(Problems):
1. In the article, what did Margaret Thatcher shock first with her passion for environmental matters?
2. Reproduce the rows from the line containing "red conifer cone." through the end of the rows, swapping "conifer" for "pine" and keeping all else unchanged.

(Article):
========================================

Although the Tudors were tyrants and torturers, they did not go that way when they became, after their own fashion, Protestants. They had always been like that, especially after the death of Elizabeth of York, when numerous of her relatives remained alive, all with far better claims to the Throne than her widower had ever possessed.
The people who think that the issuing of Regnans in Excelsis was one of the most important things that Pope Saint Pius V ever did, or even in his Top 20 Greatest Hits, are like the people who think that Apostolicae Curae ranks anywhere close to the writings of Pope Leo XIII on supernatural evil, on Catholic Social Teaching, and on Thomism. Indeed, they are very often the same people.
All in all, the position of Defender of the Faith would seem to have been vacant in both the Catholic and the Protestant senses for a very long time. Any suggestions? Any volunteers?
My favourite question of Greens is, "Do you regret the defeat of the miners in 1985?" It always stops them in their tracks. And I have the same question for post-Thatcherite culture warriors and opponents of Net Zero, "Do regret the defeat of the miners in 1985?" If not, then I can give you chapter and verse as to why you do not really regret the loss of any of things that you claim to, although you might sincerely believe that you do.
Although she began to blather on about environmentalism as a means of Socialist control once she had the dementia that also turned her into a born again Eurosceptic, Margaret Thatcher was very Green indeed as Prime Minister, shocking first the Royal Society, and then the United Nations General Assembly, with her passion on the subject. Boris Johnson went on to describe her destruction of the British coal industry as "a big early start". Her milk-snatching is now held up as a pioneering strike against the wicked dairy industry.

========================================

(Exercise materials):
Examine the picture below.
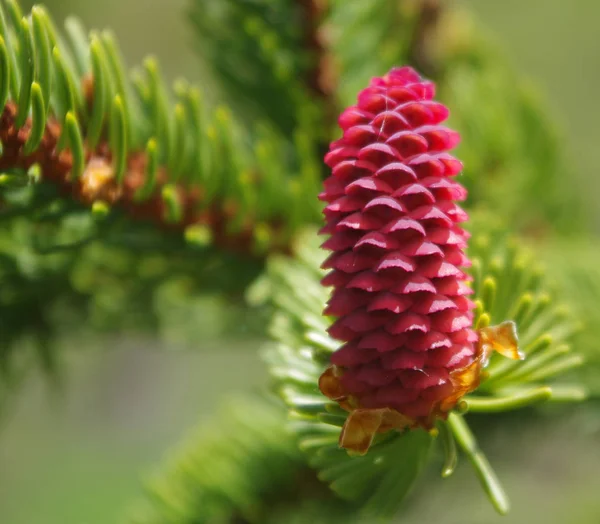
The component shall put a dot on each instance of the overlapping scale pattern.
(400, 292)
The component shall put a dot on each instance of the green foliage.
(507, 286)
(255, 52)
(242, 467)
(94, 260)
(84, 88)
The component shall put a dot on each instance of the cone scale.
(400, 291)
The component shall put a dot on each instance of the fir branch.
(242, 467)
(507, 286)
(100, 138)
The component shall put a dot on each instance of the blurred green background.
(77, 456)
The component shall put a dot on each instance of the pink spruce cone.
(400, 293)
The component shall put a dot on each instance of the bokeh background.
(77, 455)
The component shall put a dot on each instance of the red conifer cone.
(400, 293)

========================================

(Expected outputs):
1. The Royal Society.

2.
The component shall put a dot on each instance of the red pine cone.
(400, 293)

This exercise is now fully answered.